AIM | Starting at the line that contains "point: grey overcast" and ending at the end of the data, write out only those lines again, requests included, with every x and y coordinate in the answers scaled by 0.95 and rounded to a whole number, halves going up. Leave the numbers in the requests and their format samples unchanged.

# START OF INPUT FOR THIS TASK

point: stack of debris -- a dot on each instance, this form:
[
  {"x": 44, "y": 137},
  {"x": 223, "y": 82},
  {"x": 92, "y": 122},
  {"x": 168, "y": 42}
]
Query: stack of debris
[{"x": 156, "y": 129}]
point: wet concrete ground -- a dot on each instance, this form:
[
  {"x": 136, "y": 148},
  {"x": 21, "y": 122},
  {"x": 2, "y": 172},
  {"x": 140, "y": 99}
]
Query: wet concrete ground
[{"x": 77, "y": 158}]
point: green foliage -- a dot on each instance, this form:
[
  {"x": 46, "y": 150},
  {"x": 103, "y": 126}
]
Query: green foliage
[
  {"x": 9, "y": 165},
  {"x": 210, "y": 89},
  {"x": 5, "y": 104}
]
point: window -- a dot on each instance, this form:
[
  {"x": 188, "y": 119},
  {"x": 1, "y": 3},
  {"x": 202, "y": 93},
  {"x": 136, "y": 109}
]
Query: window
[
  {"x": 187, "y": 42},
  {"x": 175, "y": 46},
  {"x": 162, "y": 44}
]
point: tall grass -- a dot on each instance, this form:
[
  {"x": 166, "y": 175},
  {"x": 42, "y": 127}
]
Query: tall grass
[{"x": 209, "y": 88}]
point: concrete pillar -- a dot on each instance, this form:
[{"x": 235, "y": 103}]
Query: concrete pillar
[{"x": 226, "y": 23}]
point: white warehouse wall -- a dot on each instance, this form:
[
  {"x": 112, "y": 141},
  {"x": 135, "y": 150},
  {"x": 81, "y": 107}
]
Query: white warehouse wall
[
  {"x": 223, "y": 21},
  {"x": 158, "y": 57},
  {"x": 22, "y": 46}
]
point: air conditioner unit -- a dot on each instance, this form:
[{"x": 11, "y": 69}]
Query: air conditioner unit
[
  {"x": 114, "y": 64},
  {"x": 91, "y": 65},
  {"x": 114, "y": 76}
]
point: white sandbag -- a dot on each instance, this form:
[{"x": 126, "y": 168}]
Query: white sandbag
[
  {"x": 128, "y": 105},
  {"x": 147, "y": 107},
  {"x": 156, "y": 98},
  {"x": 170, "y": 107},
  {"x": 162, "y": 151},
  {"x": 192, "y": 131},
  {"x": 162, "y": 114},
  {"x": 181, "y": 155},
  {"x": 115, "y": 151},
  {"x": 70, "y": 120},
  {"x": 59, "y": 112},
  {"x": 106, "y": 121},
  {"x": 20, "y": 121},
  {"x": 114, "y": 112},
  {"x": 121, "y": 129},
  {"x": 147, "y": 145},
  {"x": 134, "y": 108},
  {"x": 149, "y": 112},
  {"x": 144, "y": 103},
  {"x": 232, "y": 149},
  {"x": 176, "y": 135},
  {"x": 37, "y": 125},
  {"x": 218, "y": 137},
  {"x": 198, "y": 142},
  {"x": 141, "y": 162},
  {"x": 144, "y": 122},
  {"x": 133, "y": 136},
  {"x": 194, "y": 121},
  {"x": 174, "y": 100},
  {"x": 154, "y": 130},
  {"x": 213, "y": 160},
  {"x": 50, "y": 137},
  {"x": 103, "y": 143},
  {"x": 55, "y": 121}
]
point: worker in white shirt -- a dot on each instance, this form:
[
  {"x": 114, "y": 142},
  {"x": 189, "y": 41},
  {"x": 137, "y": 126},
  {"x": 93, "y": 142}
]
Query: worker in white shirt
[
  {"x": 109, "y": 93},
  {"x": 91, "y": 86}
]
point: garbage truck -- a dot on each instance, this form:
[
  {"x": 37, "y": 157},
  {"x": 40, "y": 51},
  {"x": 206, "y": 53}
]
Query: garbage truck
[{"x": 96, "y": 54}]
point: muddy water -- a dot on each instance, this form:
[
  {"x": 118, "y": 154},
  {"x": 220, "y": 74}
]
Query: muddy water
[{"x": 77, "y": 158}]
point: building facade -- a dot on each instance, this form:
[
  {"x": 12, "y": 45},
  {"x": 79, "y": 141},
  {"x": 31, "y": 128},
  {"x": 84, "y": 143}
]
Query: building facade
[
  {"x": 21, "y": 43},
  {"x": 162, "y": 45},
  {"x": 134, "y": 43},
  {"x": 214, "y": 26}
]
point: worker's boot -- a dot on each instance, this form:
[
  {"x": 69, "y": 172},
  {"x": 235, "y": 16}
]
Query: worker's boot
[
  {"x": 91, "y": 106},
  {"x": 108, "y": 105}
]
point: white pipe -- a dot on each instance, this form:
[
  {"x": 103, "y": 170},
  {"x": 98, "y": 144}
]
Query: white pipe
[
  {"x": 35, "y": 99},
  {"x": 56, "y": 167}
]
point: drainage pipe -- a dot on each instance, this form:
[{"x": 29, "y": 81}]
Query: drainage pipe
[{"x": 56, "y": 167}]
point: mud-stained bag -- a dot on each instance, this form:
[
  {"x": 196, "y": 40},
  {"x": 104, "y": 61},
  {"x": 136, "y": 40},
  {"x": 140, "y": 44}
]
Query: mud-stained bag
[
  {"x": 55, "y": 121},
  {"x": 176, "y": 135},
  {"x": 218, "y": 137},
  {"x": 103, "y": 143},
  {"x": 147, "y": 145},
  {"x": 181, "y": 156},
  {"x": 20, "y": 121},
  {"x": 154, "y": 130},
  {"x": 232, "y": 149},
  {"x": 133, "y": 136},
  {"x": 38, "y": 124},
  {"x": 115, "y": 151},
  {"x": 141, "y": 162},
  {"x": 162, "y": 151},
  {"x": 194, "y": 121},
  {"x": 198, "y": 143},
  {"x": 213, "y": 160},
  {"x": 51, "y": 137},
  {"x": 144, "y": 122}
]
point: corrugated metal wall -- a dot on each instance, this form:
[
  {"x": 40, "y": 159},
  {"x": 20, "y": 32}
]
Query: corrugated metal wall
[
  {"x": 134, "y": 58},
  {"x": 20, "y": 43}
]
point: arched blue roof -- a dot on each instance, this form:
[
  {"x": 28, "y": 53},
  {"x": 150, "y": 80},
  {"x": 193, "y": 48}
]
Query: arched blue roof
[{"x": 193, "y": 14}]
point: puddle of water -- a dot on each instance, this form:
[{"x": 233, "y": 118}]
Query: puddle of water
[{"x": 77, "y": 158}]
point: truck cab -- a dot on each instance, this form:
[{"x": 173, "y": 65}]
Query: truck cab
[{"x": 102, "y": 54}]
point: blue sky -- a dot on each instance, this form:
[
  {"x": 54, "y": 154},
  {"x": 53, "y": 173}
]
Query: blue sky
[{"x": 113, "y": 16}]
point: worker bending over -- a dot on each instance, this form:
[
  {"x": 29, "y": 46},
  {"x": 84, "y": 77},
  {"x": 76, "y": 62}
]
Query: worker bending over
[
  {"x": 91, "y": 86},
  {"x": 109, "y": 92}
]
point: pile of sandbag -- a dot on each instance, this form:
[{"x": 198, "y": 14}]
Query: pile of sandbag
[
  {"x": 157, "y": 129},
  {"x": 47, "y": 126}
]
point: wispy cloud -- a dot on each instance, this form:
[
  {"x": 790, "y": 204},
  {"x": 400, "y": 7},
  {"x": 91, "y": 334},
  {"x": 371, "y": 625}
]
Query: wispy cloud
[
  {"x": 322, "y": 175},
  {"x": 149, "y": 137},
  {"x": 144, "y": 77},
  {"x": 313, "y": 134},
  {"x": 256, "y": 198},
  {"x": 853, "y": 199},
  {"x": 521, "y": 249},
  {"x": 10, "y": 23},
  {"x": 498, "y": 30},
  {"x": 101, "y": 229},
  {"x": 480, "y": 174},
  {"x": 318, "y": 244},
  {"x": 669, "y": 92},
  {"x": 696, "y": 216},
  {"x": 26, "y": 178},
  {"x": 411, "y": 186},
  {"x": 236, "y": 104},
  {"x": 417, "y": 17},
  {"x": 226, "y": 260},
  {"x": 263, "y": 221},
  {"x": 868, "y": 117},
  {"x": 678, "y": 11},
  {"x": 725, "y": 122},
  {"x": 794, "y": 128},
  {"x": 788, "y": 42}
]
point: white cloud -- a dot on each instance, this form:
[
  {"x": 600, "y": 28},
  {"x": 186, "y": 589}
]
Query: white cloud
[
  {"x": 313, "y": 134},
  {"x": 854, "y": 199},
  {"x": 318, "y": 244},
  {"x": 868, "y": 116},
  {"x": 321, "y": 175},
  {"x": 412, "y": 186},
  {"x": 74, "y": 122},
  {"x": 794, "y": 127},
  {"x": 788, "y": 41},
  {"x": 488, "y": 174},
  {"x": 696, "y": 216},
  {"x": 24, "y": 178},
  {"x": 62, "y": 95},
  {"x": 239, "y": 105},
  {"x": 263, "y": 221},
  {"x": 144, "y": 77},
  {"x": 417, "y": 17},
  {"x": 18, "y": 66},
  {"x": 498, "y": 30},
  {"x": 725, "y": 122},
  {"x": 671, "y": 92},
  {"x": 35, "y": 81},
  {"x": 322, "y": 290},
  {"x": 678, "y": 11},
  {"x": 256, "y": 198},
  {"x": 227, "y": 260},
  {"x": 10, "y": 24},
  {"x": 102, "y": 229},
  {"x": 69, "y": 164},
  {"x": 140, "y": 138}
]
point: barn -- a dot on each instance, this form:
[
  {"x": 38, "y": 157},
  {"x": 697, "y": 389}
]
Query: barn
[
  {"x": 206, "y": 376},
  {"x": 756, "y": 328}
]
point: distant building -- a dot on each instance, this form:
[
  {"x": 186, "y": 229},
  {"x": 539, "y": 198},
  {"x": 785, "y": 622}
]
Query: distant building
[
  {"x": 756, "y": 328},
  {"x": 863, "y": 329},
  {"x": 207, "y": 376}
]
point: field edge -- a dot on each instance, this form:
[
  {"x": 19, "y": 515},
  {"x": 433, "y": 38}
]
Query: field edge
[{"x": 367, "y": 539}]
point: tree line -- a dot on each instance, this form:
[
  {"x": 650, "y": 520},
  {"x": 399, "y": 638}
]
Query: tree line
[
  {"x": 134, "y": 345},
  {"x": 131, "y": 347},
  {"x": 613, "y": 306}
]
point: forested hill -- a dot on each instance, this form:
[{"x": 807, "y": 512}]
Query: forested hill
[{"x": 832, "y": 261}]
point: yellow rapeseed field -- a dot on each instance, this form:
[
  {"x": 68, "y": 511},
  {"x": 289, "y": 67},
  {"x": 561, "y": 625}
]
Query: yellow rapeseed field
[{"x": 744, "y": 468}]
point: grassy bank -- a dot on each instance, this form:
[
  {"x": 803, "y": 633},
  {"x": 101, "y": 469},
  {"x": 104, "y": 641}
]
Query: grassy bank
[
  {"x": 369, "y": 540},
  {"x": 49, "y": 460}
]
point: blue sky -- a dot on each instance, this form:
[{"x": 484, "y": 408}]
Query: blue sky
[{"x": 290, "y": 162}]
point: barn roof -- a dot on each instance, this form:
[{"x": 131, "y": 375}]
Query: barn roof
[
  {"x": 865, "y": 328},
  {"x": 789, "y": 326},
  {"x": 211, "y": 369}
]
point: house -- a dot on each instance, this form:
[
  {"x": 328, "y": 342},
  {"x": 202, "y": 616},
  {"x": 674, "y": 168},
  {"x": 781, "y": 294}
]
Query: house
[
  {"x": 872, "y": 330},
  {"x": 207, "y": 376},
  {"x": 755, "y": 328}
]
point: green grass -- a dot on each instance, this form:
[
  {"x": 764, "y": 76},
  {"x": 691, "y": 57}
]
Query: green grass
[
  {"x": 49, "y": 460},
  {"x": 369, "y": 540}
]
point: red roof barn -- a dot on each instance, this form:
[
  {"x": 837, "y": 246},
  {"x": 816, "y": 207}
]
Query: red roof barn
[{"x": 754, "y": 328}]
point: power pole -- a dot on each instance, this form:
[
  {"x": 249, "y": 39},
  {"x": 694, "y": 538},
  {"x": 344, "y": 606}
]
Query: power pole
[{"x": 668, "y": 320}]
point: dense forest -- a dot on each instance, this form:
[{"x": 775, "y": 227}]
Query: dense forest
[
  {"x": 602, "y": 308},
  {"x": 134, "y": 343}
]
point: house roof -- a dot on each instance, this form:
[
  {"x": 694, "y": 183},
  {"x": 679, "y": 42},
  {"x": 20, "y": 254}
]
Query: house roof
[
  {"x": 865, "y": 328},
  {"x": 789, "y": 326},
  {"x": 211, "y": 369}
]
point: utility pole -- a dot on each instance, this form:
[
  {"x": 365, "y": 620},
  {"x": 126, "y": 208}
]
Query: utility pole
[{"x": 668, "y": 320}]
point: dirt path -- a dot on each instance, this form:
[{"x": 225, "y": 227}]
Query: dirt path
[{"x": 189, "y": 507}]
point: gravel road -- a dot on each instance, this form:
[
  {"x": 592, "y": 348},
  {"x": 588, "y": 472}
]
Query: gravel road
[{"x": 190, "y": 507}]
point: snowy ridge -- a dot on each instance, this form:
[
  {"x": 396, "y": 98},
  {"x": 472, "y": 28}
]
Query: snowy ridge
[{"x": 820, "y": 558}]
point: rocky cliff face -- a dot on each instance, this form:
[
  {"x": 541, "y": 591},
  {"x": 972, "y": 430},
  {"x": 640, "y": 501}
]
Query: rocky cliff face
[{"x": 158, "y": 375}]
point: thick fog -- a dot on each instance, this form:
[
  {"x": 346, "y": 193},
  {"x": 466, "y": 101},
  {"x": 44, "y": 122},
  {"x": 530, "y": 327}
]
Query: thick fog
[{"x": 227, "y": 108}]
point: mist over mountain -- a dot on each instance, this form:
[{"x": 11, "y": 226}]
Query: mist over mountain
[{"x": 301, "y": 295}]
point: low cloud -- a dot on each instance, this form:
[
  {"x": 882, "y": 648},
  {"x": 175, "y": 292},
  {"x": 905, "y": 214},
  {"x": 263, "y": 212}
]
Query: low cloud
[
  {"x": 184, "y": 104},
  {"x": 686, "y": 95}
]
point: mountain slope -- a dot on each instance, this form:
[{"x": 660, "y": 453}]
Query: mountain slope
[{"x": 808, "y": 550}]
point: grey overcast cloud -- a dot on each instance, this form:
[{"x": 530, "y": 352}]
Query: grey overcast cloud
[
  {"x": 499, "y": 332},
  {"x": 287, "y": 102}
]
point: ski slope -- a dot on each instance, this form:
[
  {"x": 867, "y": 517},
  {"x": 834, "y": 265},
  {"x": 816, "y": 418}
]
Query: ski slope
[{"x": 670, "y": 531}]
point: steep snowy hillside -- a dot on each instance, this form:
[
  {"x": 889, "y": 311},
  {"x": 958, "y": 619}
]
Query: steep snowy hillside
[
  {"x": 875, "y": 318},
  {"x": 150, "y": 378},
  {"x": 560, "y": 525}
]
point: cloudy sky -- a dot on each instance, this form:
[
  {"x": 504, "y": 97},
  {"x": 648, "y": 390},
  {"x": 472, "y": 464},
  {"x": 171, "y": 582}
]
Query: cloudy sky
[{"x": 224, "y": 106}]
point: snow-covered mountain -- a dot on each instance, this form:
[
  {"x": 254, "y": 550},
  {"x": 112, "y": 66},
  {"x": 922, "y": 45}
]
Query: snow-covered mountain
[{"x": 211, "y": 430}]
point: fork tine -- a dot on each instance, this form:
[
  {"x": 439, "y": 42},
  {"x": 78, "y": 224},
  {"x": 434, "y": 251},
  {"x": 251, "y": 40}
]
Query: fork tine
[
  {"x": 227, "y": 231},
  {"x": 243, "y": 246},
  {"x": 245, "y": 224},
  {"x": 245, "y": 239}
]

# END OF INPUT FOR THIS TASK

COMPLETE RESPONSE |
point: grey overcast cloud -- a dot on each instance, this form:
[{"x": 530, "y": 352}]
Query: grey overcast cloud
[
  {"x": 474, "y": 315},
  {"x": 273, "y": 97}
]
point: ski slope -- a dot on each instance, this form:
[
  {"x": 867, "y": 517},
  {"x": 834, "y": 265},
  {"x": 816, "y": 418}
]
Query: ski slope
[{"x": 637, "y": 504}]
point: steep snowy hillside -- a dot on each instance, this form:
[
  {"x": 889, "y": 311},
  {"x": 958, "y": 619}
]
Query: steep snowy hillside
[
  {"x": 831, "y": 302},
  {"x": 143, "y": 359},
  {"x": 532, "y": 499}
]
point: cloudy sky -- a dot on each instance, this form:
[
  {"x": 504, "y": 97},
  {"x": 648, "y": 390},
  {"x": 472, "y": 464},
  {"x": 171, "y": 582}
]
Query: cloudy sky
[{"x": 213, "y": 101}]
point: snow-covered mountain -- a dot on each instance, this form:
[
  {"x": 254, "y": 550},
  {"x": 112, "y": 66},
  {"x": 922, "y": 45}
]
Query: snow-covered mountain
[{"x": 200, "y": 409}]
point: fork tine -- a dot on each instance, this form:
[
  {"x": 439, "y": 42},
  {"x": 78, "y": 224},
  {"x": 434, "y": 251},
  {"x": 251, "y": 40}
]
Query: fork tine
[
  {"x": 216, "y": 219},
  {"x": 231, "y": 234},
  {"x": 233, "y": 213},
  {"x": 233, "y": 227}
]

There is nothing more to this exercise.